--- BEGIN ---

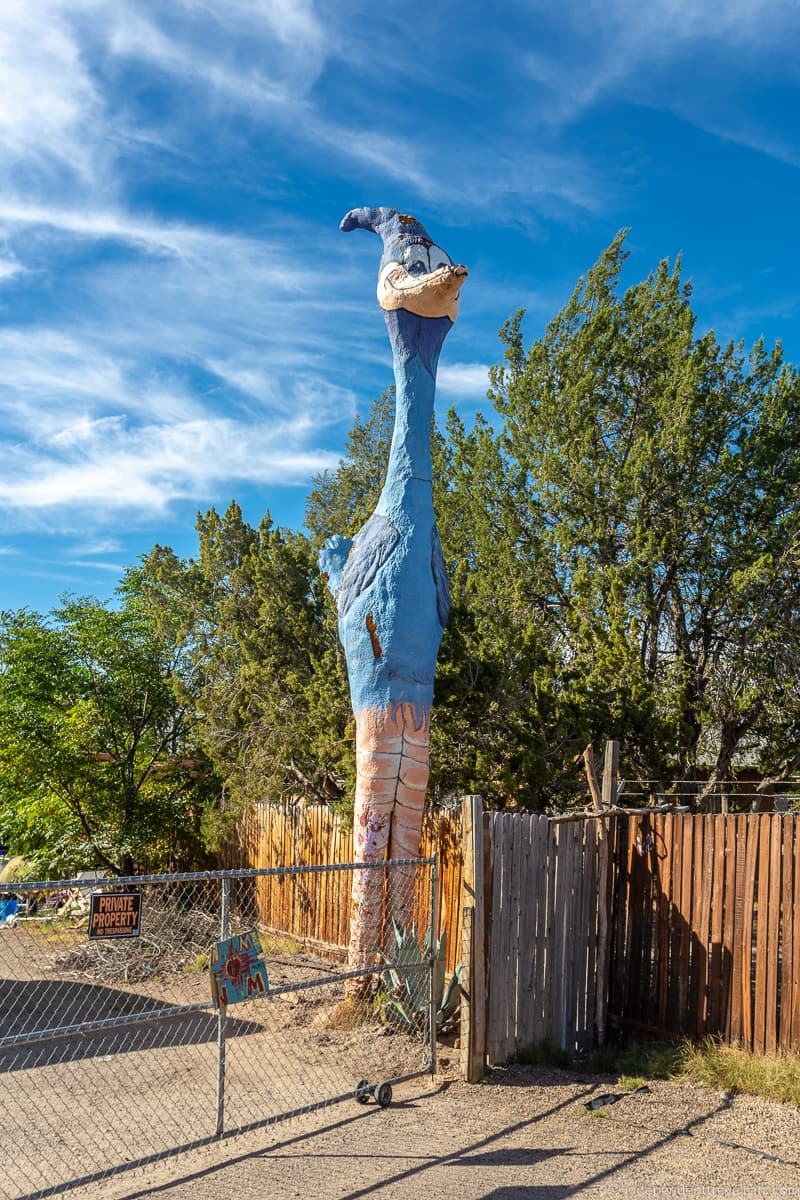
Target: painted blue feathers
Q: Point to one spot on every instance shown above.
(372, 547)
(390, 582)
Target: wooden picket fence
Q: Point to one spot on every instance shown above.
(314, 834)
(696, 929)
(707, 928)
(542, 931)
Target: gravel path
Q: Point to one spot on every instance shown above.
(522, 1134)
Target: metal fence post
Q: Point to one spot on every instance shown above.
(222, 1014)
(432, 999)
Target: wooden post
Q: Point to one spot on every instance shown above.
(611, 772)
(473, 1005)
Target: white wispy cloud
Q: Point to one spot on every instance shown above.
(463, 381)
(148, 467)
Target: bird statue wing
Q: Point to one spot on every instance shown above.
(372, 546)
(332, 558)
(439, 577)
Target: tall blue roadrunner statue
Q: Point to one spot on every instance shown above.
(390, 581)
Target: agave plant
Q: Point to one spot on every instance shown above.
(409, 997)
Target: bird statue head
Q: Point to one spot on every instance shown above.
(415, 274)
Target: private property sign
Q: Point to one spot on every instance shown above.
(115, 915)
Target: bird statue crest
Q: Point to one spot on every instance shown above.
(390, 581)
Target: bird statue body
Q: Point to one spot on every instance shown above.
(390, 581)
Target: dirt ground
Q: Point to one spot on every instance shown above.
(522, 1133)
(78, 1105)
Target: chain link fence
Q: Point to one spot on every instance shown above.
(113, 1053)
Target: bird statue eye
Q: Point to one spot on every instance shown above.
(415, 259)
(439, 258)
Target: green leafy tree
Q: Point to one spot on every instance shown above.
(657, 473)
(259, 634)
(97, 765)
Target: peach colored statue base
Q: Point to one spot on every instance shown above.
(392, 775)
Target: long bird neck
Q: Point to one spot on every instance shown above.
(409, 475)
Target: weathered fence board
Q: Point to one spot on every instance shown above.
(725, 894)
(703, 918)
(280, 835)
(543, 940)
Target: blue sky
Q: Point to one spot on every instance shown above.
(180, 319)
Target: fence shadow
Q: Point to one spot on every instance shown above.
(28, 1007)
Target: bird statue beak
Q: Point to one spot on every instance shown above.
(434, 294)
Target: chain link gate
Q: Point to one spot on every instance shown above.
(113, 1055)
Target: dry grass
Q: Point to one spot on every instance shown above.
(775, 1077)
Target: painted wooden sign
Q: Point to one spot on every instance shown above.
(238, 971)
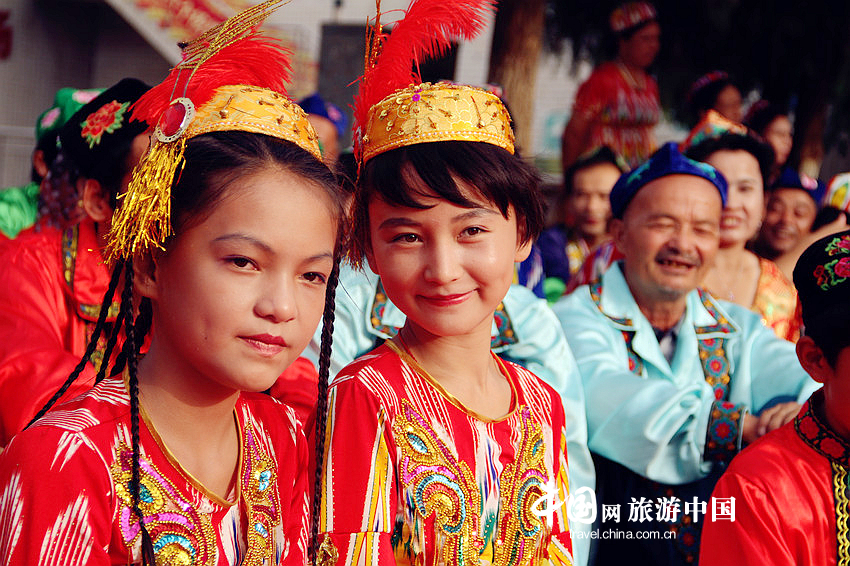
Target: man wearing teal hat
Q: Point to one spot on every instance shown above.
(19, 205)
(53, 279)
(673, 378)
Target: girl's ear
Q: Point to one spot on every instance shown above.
(370, 259)
(813, 361)
(522, 251)
(144, 275)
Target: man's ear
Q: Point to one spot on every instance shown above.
(38, 163)
(96, 201)
(813, 360)
(144, 275)
(616, 229)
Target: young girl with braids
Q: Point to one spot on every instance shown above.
(438, 451)
(227, 244)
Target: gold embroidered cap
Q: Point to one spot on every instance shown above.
(436, 112)
(258, 110)
(231, 79)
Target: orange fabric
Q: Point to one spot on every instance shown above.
(622, 116)
(776, 301)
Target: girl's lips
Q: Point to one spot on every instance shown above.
(265, 344)
(446, 300)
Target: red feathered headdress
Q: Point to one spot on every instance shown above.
(427, 30)
(230, 78)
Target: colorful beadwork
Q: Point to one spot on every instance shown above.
(724, 430)
(436, 483)
(181, 532)
(822, 439)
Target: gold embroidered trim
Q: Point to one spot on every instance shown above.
(842, 514)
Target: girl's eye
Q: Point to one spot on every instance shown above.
(406, 238)
(315, 277)
(241, 262)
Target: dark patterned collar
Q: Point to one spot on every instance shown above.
(812, 427)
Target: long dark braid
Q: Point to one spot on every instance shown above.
(148, 558)
(110, 345)
(92, 345)
(322, 404)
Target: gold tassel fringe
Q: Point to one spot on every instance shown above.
(143, 217)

--- END ---

→ INSTRUCTIONS FOR THE TASK: Reproduce all of the records above word for word, leaving out the pictures.

→ SOLVED EXERCISE:
Target: painted blue feathers
Q: Point to one spot on every instance shown above.
(372, 547)
(390, 582)
Target: wooden picket fence
Q: Point to one spot on every instance shown above.
(314, 834)
(696, 929)
(707, 928)
(542, 931)
Target: gravel path
Q: Point to one spot on every instance shown above.
(522, 1134)
Target: metal fence post
Q: Point to one spot on every instance shown above.
(222, 1014)
(432, 999)
Target: wooden post
Q: Point to one spot on every instance shown above.
(611, 772)
(473, 1005)
Target: white wispy cloud
Q: Point to one spot on every instance shown above.
(463, 381)
(148, 467)
Target: bird statue wing
Q: Point to one spot on every instance shown above.
(372, 546)
(332, 558)
(439, 577)
Target: tall blue roadrunner statue
Q: Point to one spot on every instance shown above.
(390, 581)
Target: agave plant
Q: Point to one spot on every instance shown above.
(409, 997)
Target: bird statue head
Q: Point to one spot on every instance shown above.
(415, 274)
Target: private property sign
Q: Point to one spot on every instance shown above.
(115, 915)
Target: bird statue crest
Q: Point to one spot on every instance shown above.
(390, 581)
Target: bird statue body
Q: Point to one spot on every instance shown above.
(390, 581)
Target: dirt ground
Q: Point to one spot on every instance shown above.
(522, 1133)
(78, 1105)
Target: chain link fence
Q: Point to one spot on every instance shown above.
(113, 1053)
Target: bird statue eye
Q: Point to one spot on every instance shown above.
(415, 259)
(439, 258)
Target: green leafy tree
Q: Point to one spot on every instance shown above.
(657, 473)
(259, 634)
(97, 765)
Target: peach colored statue base
Q: Point to one spot on every instance shown above.
(392, 775)
Target: long bird neck
Q: Point to one spot on every instance shown above.
(409, 475)
Target: weathered fence board
Q: Point to one spot on every instance shown above.
(725, 894)
(703, 918)
(280, 835)
(543, 940)
Target: blue sky
Q: Point to one spot on every instance shown above.
(180, 319)
Target: fence shadow
Q: Point to one spot on every instance shown above.
(28, 1007)
Target: bird statue beak
Q: Point to one spot on every instance shown above.
(434, 294)
Target: chain link gate
Q: Point to one spot on every instance shown above.
(113, 1055)
Target: dry grass
Q: Point to one spot on every instance shown above.
(775, 1077)
Target: painted wooden sign
Q: Point to one spot on every instance shown above.
(238, 971)
Target: man wearing teal hat
Q: Point to one spot on every instance shown above.
(19, 205)
(53, 279)
(673, 378)
Target: girl's ear
Q: Point to one spot on every instance shown above.
(370, 259)
(813, 361)
(522, 251)
(144, 275)
Target: man's ear
Q: Point to one spot on every instance shown above.
(38, 163)
(96, 201)
(813, 360)
(144, 275)
(616, 229)
Target: young girl with braids
Q: Point to one spot on every instance shown above.
(438, 451)
(227, 244)
Target: gold embroidered cap
Q: Point to one spot on every instance shown above.
(436, 112)
(258, 110)
(231, 79)
Target: orange fabric
Q: Point to one spot on every instance shown above.
(622, 116)
(776, 301)
Target: girl's lips
Q: Point to one spot on every instance shown above.
(265, 344)
(446, 300)
Target: red feathered headdress
Q: Point to one spot on every instance shown above.
(427, 30)
(230, 78)
Target: colorful beadwork
Q: Point to one spot on every instance shown above.
(724, 430)
(436, 483)
(181, 532)
(822, 439)
Target: gold embroidered trim
Q: Point to one spot on every instance shown above.
(842, 514)
Target: girl's eye
Q: Point to one spot on every instance shown above.
(406, 238)
(315, 277)
(241, 262)
Target: dark patterned collar
Q: Point to one spot on every instance shown above.
(812, 427)
Target: long dark braid
Q: Point to one spot on every instance shown above.
(148, 558)
(110, 345)
(92, 345)
(322, 404)
Target: gold tassel fringe
Q: Point to one spot on every instance shown above.
(143, 217)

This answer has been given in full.